*Materials provided*
☆ ☆ ☆ ☆ ☆ ☆ ☆
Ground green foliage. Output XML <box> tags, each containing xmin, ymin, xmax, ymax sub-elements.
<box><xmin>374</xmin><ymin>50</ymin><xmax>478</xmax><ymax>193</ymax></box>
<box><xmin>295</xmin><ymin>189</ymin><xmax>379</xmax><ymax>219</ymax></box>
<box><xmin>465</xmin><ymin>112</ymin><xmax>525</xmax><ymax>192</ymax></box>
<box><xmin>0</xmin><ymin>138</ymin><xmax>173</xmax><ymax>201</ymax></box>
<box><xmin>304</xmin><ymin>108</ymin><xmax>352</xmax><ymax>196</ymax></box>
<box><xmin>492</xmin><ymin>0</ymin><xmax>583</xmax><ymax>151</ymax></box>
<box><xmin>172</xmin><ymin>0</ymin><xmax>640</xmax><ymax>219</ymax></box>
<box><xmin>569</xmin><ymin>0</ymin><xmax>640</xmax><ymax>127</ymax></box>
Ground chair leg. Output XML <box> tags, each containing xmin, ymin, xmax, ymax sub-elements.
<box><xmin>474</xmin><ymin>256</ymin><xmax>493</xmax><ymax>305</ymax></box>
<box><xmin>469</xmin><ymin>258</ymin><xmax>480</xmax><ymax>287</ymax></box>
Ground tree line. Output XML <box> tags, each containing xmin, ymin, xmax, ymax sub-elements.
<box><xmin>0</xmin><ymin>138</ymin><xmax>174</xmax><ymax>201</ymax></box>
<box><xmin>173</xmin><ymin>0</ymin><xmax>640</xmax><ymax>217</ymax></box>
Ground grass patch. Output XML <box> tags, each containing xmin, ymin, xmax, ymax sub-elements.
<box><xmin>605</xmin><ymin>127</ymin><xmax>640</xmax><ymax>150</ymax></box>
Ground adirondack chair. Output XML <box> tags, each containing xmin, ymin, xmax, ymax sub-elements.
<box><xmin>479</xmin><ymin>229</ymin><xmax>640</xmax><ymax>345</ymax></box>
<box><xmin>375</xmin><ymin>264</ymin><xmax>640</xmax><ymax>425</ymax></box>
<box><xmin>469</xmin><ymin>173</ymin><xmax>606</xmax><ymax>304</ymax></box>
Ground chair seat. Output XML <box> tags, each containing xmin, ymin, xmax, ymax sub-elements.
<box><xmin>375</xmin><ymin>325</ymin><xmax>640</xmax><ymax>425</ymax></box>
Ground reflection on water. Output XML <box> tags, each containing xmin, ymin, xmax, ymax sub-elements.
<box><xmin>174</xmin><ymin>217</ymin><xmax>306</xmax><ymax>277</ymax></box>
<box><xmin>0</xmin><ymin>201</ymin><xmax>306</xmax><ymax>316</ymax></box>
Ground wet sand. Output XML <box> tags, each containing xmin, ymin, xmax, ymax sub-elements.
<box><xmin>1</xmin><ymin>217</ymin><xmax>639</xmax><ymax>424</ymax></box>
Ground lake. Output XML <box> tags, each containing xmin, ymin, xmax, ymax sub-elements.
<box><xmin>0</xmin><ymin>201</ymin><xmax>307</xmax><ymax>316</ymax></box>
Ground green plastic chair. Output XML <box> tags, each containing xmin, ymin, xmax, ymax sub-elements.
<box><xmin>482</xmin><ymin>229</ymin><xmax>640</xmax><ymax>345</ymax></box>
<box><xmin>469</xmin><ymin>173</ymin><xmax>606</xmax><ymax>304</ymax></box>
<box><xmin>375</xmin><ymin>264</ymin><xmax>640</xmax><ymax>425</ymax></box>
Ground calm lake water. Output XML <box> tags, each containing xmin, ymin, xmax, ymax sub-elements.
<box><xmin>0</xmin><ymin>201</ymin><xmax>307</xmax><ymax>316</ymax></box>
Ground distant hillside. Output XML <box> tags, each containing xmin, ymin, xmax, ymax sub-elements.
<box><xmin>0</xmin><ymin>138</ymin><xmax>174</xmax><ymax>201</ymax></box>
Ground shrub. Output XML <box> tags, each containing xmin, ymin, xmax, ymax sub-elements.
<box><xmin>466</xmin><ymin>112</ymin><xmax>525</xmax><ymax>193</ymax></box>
☆ ☆ ☆ ☆ ☆ ☆ ☆
*What you have to do*
Transcribe all entries exactly as they are given.

*Output for this task*
Ground green foliage. Output XML <box> tags, each containing xmin, ymin, xmax, ymax sub-elements.
<box><xmin>374</xmin><ymin>50</ymin><xmax>478</xmax><ymax>193</ymax></box>
<box><xmin>295</xmin><ymin>189</ymin><xmax>379</xmax><ymax>219</ymax></box>
<box><xmin>465</xmin><ymin>112</ymin><xmax>525</xmax><ymax>192</ymax></box>
<box><xmin>0</xmin><ymin>138</ymin><xmax>173</xmax><ymax>201</ymax></box>
<box><xmin>304</xmin><ymin>108</ymin><xmax>352</xmax><ymax>196</ymax></box>
<box><xmin>492</xmin><ymin>0</ymin><xmax>583</xmax><ymax>151</ymax></box>
<box><xmin>172</xmin><ymin>0</ymin><xmax>640</xmax><ymax>219</ymax></box>
<box><xmin>569</xmin><ymin>0</ymin><xmax>640</xmax><ymax>127</ymax></box>
Ground chair leg. Output XML <box> tags, each containing xmin, ymin, xmax, ymax sub-elements.
<box><xmin>474</xmin><ymin>256</ymin><xmax>493</xmax><ymax>305</ymax></box>
<box><xmin>469</xmin><ymin>258</ymin><xmax>480</xmax><ymax>287</ymax></box>
Ground tree line. Output XML <box> tags, each containing xmin, ymin, xmax, ymax sub-elements.
<box><xmin>0</xmin><ymin>138</ymin><xmax>174</xmax><ymax>201</ymax></box>
<box><xmin>173</xmin><ymin>0</ymin><xmax>640</xmax><ymax>217</ymax></box>
Ground grass patch. Output XML <box> tags, each containing xmin, ymin, xmax, ymax sub-elements.
<box><xmin>605</xmin><ymin>127</ymin><xmax>640</xmax><ymax>150</ymax></box>
Ground adirondack chair. Output XML <box> tags, each containing xmin, ymin, xmax, ymax sub-elements.
<box><xmin>479</xmin><ymin>229</ymin><xmax>640</xmax><ymax>345</ymax></box>
<box><xmin>375</xmin><ymin>264</ymin><xmax>640</xmax><ymax>425</ymax></box>
<box><xmin>469</xmin><ymin>173</ymin><xmax>606</xmax><ymax>304</ymax></box>
Ground chair seat. Output XML <box> tags, each containing xmin, ymin, xmax, ymax sub-elements.
<box><xmin>375</xmin><ymin>325</ymin><xmax>640</xmax><ymax>425</ymax></box>
Ground reflection on water. Output XML <box> tags, each containing xmin, ymin, xmax, ymax sub-elements.
<box><xmin>174</xmin><ymin>217</ymin><xmax>306</xmax><ymax>277</ymax></box>
<box><xmin>0</xmin><ymin>201</ymin><xmax>306</xmax><ymax>316</ymax></box>
Ground wet sand. Output XML <box> tags, each containing xmin, ymin, xmax, ymax sub-elements.
<box><xmin>1</xmin><ymin>217</ymin><xmax>639</xmax><ymax>424</ymax></box>
Ground lake. Output XML <box> tags, each containing xmin, ymin, xmax, ymax sub-elements.
<box><xmin>0</xmin><ymin>201</ymin><xmax>307</xmax><ymax>316</ymax></box>
Ground green plastic chair. Output XML <box> tags, each containing xmin, ymin, xmax, ymax sub-elements.
<box><xmin>482</xmin><ymin>229</ymin><xmax>640</xmax><ymax>345</ymax></box>
<box><xmin>469</xmin><ymin>173</ymin><xmax>606</xmax><ymax>304</ymax></box>
<box><xmin>375</xmin><ymin>264</ymin><xmax>640</xmax><ymax>425</ymax></box>
Ground calm lake water. Output XML <box> tags, each containing xmin, ymin, xmax, ymax sub-elements.
<box><xmin>0</xmin><ymin>201</ymin><xmax>307</xmax><ymax>316</ymax></box>
Ground distant hillside. Output XML <box> tags, each containing xmin, ymin, xmax, ymax sub-elements.
<box><xmin>0</xmin><ymin>138</ymin><xmax>174</xmax><ymax>201</ymax></box>
Ground shrub. Output XML <box> tags, each containing xmin, ymin, xmax, ymax sub-elements.
<box><xmin>466</xmin><ymin>112</ymin><xmax>525</xmax><ymax>193</ymax></box>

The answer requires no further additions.